### Work instructions:
Using the records below, filter out every line that lacks "soffit" and copy the rest.

### Data for processing:
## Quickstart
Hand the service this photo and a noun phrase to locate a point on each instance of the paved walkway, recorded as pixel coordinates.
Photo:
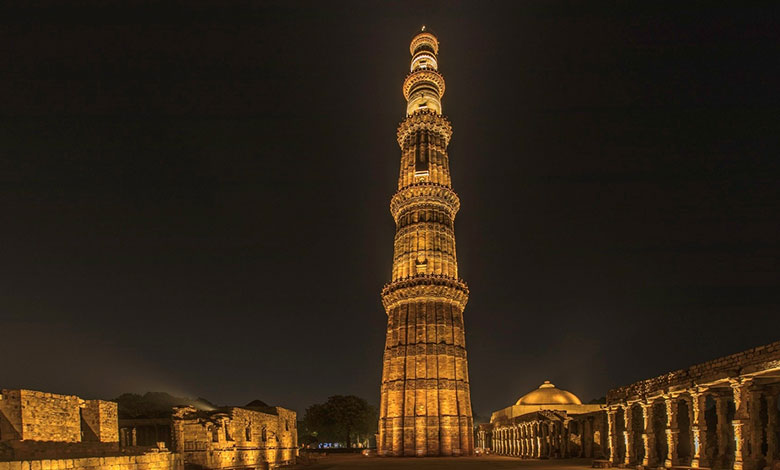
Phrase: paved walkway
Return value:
(447, 463)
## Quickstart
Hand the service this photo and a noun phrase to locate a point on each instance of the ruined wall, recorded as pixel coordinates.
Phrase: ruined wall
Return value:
(10, 415)
(745, 362)
(38, 425)
(48, 416)
(237, 437)
(99, 420)
(149, 461)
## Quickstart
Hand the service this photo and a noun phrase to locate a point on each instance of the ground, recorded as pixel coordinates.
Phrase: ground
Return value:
(447, 463)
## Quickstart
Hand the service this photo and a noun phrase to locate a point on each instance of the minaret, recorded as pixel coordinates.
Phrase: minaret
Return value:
(425, 407)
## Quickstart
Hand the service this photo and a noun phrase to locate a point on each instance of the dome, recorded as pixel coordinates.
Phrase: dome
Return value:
(548, 394)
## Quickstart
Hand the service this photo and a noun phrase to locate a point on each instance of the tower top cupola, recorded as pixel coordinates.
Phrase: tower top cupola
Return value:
(424, 86)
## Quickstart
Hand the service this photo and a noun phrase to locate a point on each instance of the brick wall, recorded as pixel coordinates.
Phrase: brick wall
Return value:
(10, 415)
(236, 437)
(150, 461)
(100, 420)
(745, 362)
(50, 417)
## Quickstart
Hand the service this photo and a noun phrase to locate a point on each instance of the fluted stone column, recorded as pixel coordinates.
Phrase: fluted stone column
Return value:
(587, 438)
(648, 435)
(771, 426)
(628, 435)
(741, 423)
(721, 408)
(672, 431)
(612, 435)
(698, 428)
(425, 404)
(756, 435)
(537, 441)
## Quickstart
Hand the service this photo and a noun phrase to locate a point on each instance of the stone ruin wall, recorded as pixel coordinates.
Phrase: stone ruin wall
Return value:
(149, 461)
(734, 365)
(101, 417)
(241, 437)
(41, 416)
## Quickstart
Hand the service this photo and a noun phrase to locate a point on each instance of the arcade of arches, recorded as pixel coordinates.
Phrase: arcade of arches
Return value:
(721, 414)
(546, 423)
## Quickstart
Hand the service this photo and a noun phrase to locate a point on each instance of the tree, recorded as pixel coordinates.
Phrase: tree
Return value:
(340, 419)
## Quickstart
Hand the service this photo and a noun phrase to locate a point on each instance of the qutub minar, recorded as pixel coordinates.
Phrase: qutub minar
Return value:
(425, 407)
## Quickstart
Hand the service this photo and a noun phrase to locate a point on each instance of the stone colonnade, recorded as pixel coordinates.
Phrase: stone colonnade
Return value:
(545, 434)
(713, 415)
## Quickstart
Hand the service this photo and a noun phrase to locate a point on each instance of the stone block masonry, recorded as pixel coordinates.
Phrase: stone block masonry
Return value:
(149, 461)
(721, 414)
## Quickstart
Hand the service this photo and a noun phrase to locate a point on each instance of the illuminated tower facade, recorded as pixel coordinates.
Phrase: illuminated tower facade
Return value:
(425, 408)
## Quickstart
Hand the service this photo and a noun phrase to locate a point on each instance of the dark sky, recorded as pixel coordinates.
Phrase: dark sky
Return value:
(194, 198)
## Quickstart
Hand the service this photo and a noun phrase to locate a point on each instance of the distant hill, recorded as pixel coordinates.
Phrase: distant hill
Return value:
(156, 404)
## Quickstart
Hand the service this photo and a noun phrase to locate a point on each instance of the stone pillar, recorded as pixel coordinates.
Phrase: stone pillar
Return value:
(741, 422)
(535, 440)
(721, 407)
(756, 432)
(612, 435)
(771, 426)
(648, 435)
(697, 406)
(587, 438)
(672, 431)
(550, 428)
(628, 435)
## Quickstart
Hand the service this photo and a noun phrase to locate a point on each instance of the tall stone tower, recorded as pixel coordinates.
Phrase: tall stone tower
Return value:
(426, 401)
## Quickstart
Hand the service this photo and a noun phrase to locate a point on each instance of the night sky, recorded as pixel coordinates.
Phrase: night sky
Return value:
(194, 198)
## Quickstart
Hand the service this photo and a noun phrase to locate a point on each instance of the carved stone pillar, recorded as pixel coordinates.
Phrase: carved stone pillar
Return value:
(537, 441)
(721, 407)
(771, 426)
(648, 435)
(628, 436)
(741, 423)
(696, 409)
(523, 443)
(612, 435)
(672, 431)
(587, 438)
(756, 433)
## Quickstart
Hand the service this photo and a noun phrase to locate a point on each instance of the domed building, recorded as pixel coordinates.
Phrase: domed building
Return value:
(548, 422)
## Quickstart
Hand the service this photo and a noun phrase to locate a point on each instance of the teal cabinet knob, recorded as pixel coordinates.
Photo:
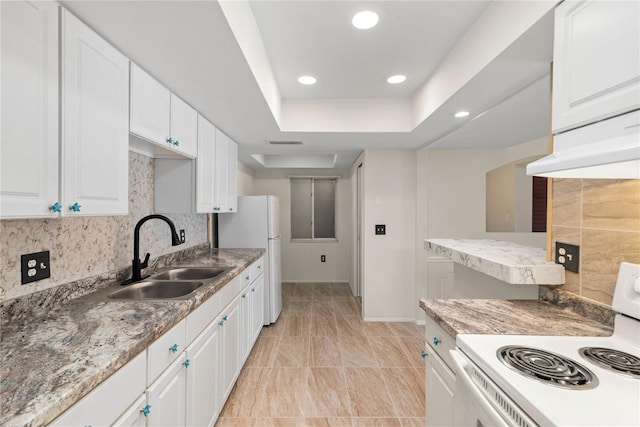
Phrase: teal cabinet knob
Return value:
(146, 410)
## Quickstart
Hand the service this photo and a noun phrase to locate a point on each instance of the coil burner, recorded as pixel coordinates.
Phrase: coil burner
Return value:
(614, 360)
(549, 368)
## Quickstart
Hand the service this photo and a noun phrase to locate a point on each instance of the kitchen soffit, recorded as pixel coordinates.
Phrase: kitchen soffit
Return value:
(197, 50)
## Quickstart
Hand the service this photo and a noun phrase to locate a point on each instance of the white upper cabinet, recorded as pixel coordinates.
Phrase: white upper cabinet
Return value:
(29, 141)
(159, 116)
(95, 131)
(225, 188)
(596, 70)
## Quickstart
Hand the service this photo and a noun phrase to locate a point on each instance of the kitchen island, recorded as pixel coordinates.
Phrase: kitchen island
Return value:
(51, 360)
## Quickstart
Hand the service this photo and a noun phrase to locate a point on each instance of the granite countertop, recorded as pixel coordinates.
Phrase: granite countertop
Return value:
(50, 361)
(514, 317)
(506, 261)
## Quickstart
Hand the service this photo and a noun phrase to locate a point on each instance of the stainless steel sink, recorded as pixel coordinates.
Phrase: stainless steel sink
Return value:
(190, 273)
(156, 289)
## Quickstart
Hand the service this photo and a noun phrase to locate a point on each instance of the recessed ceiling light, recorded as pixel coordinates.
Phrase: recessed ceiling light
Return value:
(365, 20)
(398, 78)
(307, 80)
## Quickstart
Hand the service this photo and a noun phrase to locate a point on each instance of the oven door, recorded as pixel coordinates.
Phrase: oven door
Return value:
(473, 404)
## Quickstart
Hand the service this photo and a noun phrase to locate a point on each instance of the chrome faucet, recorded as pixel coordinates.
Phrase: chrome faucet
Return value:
(137, 265)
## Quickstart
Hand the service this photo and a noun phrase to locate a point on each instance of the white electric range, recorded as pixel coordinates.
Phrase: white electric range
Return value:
(526, 381)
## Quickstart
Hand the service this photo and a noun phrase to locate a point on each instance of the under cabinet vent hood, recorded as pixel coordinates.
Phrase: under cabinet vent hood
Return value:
(606, 149)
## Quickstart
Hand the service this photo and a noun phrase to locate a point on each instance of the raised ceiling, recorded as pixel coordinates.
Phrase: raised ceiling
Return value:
(197, 50)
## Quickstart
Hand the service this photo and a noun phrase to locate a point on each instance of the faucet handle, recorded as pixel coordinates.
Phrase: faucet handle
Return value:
(145, 263)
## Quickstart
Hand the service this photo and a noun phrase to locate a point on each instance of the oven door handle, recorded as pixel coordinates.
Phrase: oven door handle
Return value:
(478, 399)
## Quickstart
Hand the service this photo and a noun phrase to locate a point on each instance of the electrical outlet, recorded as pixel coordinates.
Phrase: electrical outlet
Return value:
(35, 267)
(568, 255)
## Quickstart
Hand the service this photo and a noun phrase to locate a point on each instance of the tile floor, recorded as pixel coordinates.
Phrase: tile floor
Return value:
(321, 365)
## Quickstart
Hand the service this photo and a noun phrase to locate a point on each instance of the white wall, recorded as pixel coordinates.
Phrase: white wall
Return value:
(389, 260)
(452, 196)
(301, 261)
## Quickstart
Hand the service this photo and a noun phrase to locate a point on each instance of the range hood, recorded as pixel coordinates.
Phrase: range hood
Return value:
(606, 149)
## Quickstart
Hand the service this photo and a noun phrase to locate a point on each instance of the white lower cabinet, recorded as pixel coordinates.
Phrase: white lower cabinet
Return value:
(167, 396)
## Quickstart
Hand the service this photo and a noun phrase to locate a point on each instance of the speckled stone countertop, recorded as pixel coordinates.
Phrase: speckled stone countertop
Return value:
(506, 261)
(514, 317)
(48, 362)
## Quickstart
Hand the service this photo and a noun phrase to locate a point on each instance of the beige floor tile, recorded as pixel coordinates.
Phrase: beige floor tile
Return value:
(377, 329)
(368, 393)
(389, 352)
(406, 387)
(325, 351)
(297, 326)
(324, 326)
(246, 399)
(326, 391)
(356, 351)
(285, 392)
(263, 353)
(413, 347)
(292, 352)
(407, 329)
(350, 325)
(376, 422)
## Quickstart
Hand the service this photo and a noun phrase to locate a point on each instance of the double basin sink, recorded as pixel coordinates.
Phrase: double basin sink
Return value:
(174, 283)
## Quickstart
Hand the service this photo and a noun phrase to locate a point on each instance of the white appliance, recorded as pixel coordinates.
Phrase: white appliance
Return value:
(585, 391)
(257, 225)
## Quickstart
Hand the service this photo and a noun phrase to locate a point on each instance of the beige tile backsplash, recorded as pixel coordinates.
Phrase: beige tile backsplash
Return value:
(602, 216)
(85, 246)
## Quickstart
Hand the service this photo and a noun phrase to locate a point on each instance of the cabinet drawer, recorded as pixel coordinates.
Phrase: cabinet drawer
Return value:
(230, 290)
(257, 268)
(111, 398)
(165, 350)
(440, 341)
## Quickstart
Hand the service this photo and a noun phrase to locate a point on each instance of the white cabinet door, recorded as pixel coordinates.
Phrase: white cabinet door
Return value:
(95, 128)
(439, 392)
(135, 415)
(150, 107)
(167, 397)
(29, 110)
(184, 127)
(596, 68)
(221, 189)
(257, 309)
(230, 335)
(203, 378)
(205, 165)
(232, 183)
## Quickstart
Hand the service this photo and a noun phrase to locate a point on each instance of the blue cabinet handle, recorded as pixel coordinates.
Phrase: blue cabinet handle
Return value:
(146, 410)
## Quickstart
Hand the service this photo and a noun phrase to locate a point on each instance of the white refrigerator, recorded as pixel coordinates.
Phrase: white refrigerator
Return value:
(256, 224)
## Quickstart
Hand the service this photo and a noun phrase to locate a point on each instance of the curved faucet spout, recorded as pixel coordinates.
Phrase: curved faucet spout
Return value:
(136, 264)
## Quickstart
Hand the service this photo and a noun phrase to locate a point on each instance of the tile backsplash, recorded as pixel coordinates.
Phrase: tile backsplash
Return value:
(603, 217)
(85, 246)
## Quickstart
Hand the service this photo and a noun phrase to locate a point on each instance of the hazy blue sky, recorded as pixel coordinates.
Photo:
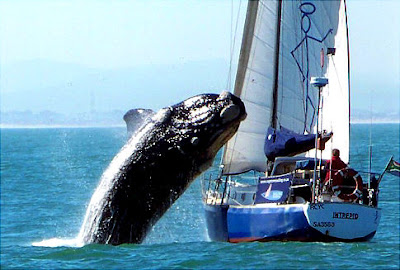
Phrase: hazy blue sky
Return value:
(124, 35)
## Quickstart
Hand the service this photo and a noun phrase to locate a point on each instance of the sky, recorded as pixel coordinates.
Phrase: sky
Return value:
(51, 52)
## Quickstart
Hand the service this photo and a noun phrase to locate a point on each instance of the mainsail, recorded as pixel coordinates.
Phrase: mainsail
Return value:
(284, 44)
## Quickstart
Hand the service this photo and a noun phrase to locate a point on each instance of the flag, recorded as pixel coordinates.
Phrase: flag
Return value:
(393, 167)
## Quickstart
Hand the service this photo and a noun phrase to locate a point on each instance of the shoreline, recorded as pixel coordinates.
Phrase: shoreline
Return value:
(7, 126)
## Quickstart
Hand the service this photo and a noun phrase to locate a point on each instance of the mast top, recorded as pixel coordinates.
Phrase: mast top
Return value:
(318, 81)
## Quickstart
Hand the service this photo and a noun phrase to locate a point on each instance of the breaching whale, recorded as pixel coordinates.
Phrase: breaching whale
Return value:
(156, 166)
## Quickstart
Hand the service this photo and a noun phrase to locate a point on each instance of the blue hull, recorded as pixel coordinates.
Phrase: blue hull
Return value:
(264, 223)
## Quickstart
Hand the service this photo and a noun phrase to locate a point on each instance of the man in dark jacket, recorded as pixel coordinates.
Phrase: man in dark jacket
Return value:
(334, 165)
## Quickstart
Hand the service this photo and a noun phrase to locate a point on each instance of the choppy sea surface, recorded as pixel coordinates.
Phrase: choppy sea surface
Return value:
(49, 175)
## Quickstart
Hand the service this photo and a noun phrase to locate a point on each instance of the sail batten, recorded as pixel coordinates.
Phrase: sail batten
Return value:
(281, 50)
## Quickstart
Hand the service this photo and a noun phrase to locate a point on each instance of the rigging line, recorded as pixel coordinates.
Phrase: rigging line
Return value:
(233, 42)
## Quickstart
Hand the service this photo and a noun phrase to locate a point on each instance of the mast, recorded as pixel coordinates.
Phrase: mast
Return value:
(247, 40)
(276, 75)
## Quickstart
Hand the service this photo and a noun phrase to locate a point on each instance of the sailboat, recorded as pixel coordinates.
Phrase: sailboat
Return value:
(293, 77)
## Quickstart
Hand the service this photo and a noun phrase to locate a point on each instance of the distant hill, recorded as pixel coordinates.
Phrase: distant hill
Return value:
(68, 88)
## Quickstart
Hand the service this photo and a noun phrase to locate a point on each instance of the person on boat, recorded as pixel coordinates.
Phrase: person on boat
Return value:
(334, 165)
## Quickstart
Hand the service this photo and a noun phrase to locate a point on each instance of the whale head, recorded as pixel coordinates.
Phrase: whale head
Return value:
(199, 126)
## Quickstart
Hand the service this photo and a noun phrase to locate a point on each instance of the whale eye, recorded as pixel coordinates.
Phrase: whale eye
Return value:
(162, 115)
(229, 113)
(195, 141)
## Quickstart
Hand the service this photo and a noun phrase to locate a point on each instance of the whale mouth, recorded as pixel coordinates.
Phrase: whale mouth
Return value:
(234, 111)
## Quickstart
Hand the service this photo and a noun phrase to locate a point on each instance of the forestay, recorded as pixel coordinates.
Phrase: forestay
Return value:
(284, 44)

### Exercise solution:
Hand the service this photo and a noun phrase to locate a point on each instance of the kitchen soffit, recorded as pixel coordinates.
Phrase: kitchen soffit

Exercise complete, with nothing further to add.